- [Text excerpt]:
══════

Francis Heylighen on Proudfoot’s “Software Immortals: Science or Faith?”
The Continuity of Embodied Identity
I enjoyed reading Diane Proudfoot’s essay on “technological supernaturalism”, i.e. the belief that human individuals will be resurrected as immortal software entities by some future, God-like artificial intelligence(s) (Proudfoot 2012). Proudfoot thoroughly deconstructs the many dubious assumptions underlying this philosophy, as propounded by authors such as Kurzweil, Bostrom, Moravec and Tipler.
I particularly liked her arguments showing that this purportedly scientific vision is almost wholly parallel to the traditional religious vision in which our souls are promised an eternal life in heavenly bliss after our mortal bodies have passed away. The “terror management” theory (Pyszczynski et al. 1999) that she refers to indeed provides a plausible explanation for why people, whether religiously or scientifically inspired, seem to be drawn so strongly to the idea that their personhood would somehow survive physical death. But we may not even need such a psychological explanation for this glaring similarity between technological and religious supernaturalism: to me it seems obvious that the former is directly inspired by the latter. For example, while Tipler initially presented his ideas as purely scientific inferences, in further writing (Tipler 2007) he made it clear that he is a devout Catholic who takes doctrine rather literally. The motivation to rationalize a pre-existing faith may be less obvious in the case of more humanistic thinkers, like Bostrom or Moravec. But even a staunch atheist cannot avoid being influenced by such a pervasive meme as the belief in an afterlife, and may be tempted to defuse its power to convert people to religion by reinterpreting it scientifically.

══════

- [Objective 1]: Name every author whom the commentary on Proudfoot's essay identifies as propounding the philosophy of technological supernaturalism.
- [Objective 2]: According to the commentary on Proudfoot's essay, what did Tipler make clear in his further writing?
- [Objective 3]: Carry on the commentary on Proudfoot's essay, starting right after its final sentence.
The stored items play no part in this work.

Stored items
══════

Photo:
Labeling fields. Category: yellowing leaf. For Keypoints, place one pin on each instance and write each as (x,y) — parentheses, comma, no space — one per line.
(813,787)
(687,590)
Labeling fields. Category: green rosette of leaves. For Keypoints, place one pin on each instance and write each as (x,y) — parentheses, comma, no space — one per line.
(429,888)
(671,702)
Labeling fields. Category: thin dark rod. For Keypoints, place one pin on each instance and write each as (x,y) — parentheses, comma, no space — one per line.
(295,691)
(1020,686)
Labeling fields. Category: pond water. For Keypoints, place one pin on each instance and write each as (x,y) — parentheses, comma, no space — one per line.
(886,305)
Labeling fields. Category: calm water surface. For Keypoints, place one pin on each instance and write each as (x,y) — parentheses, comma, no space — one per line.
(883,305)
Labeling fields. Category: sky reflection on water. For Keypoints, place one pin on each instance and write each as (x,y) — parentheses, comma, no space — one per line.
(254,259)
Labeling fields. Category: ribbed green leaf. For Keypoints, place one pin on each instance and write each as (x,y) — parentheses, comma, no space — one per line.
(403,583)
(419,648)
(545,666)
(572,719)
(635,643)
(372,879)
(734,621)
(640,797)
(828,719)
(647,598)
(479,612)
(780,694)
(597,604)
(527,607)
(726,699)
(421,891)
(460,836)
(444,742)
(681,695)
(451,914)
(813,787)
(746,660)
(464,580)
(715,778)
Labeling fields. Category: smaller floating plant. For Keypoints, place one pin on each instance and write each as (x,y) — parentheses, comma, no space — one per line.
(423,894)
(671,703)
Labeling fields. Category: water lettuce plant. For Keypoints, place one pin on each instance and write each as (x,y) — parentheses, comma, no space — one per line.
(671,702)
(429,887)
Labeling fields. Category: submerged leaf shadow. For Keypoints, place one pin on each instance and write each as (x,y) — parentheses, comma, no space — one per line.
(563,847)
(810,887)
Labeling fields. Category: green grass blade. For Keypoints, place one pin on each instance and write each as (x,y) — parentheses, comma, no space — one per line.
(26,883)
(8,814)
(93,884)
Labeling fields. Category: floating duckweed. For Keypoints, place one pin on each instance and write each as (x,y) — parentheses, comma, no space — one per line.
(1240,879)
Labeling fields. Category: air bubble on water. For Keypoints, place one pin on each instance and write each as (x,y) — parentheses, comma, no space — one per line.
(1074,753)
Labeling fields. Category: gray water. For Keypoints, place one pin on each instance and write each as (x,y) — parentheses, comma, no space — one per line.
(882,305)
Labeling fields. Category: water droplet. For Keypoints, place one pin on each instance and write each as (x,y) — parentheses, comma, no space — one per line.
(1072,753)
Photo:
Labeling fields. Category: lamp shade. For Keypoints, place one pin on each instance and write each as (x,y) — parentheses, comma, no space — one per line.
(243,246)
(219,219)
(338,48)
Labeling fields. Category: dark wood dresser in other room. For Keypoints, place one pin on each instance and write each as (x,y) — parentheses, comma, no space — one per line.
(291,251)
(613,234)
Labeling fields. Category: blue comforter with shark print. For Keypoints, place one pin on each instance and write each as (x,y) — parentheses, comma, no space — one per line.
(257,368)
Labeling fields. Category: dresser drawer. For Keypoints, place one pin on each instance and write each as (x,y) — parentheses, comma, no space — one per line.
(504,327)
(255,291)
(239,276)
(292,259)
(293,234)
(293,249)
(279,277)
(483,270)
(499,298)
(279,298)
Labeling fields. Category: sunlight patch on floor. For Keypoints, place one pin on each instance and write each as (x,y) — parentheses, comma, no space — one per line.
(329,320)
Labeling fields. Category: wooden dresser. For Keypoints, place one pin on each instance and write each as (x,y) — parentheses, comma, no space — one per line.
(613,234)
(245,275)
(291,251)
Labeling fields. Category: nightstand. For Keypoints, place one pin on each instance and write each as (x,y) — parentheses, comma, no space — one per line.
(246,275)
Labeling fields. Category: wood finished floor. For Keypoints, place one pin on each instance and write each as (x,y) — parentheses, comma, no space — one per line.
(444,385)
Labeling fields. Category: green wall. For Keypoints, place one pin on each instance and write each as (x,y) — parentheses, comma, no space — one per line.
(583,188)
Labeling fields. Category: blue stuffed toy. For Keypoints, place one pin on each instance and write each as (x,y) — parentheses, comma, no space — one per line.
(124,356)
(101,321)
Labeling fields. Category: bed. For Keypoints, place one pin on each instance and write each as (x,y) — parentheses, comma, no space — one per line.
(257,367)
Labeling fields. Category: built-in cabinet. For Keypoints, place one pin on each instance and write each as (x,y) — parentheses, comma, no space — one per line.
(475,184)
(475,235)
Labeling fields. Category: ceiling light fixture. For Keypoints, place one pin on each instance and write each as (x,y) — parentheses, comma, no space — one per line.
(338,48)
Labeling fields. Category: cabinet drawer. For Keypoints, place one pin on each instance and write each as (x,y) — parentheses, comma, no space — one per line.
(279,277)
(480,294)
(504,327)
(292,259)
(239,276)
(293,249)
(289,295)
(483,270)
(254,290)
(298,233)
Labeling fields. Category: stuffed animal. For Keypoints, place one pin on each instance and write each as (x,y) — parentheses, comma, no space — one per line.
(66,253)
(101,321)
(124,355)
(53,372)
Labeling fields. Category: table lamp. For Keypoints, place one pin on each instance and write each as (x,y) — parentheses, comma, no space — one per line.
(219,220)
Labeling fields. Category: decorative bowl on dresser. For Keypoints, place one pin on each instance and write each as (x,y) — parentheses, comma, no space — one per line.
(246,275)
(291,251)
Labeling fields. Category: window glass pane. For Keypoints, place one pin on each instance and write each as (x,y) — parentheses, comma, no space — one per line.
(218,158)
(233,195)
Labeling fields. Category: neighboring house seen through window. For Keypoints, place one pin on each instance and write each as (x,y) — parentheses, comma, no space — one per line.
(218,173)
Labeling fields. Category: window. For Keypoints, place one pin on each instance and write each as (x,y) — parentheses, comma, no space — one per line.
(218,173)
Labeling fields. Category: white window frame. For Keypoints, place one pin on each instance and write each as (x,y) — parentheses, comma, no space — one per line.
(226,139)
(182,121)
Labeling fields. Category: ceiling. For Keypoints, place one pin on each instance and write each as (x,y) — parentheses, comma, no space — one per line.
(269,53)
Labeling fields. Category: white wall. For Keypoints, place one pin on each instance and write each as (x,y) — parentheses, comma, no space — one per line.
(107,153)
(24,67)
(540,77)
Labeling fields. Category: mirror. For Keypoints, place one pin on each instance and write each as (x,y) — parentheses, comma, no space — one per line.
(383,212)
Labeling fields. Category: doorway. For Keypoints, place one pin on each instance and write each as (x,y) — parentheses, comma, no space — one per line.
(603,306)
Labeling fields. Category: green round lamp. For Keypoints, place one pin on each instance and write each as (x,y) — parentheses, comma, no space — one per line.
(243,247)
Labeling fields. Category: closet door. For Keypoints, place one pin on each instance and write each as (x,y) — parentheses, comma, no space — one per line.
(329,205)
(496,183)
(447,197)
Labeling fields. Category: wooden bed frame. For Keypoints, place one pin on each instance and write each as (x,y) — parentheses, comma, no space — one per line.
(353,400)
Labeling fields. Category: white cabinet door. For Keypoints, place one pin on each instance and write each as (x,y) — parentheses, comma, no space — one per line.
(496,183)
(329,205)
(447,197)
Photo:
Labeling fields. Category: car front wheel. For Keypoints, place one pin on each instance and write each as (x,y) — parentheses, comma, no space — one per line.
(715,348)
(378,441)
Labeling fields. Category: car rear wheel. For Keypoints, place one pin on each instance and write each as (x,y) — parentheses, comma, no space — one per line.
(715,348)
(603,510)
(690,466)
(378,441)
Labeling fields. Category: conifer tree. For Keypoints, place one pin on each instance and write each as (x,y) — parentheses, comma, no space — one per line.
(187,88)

══════

- [Task response 1]: Kurzweil, Bostrom, Moravec, Tipler

- [Task response 2]: He made it clear that he is a devout Catholic who takes doctrine rather literally.

- [Task response 3]:
After pointing out where I agree with Proudfoot, let me now indicate where we part ways. In my view, her paper falls in the common trap of what may be called “analytic nitpicking”. Philosophers from the analytic tradition investigate issues by making fine-grained distinctions between the different possible meanings of a concept, and then applying logic to draw out the implications of each of these possible interpretations, in particular in order to show how a particular interpretation may lead to some inconsistency or counter-intuitive result. But these “technical distinctions”—to use Proudfoot’s phrase—are in general considered meaningful only by philosophers: scientists and practitioners typically do not care, because these distinctions tend to lack operational significance. A classic example is the zombie thought experiment about consciousness (Chalmers 1995): if a zombie by definition behaves indistinguishably from a normal human, then according to Leibniz’s principle of the identity of the indistinguishables, a zombie must be a human. The zombie argument therefore fails to clarify anything about consciousness.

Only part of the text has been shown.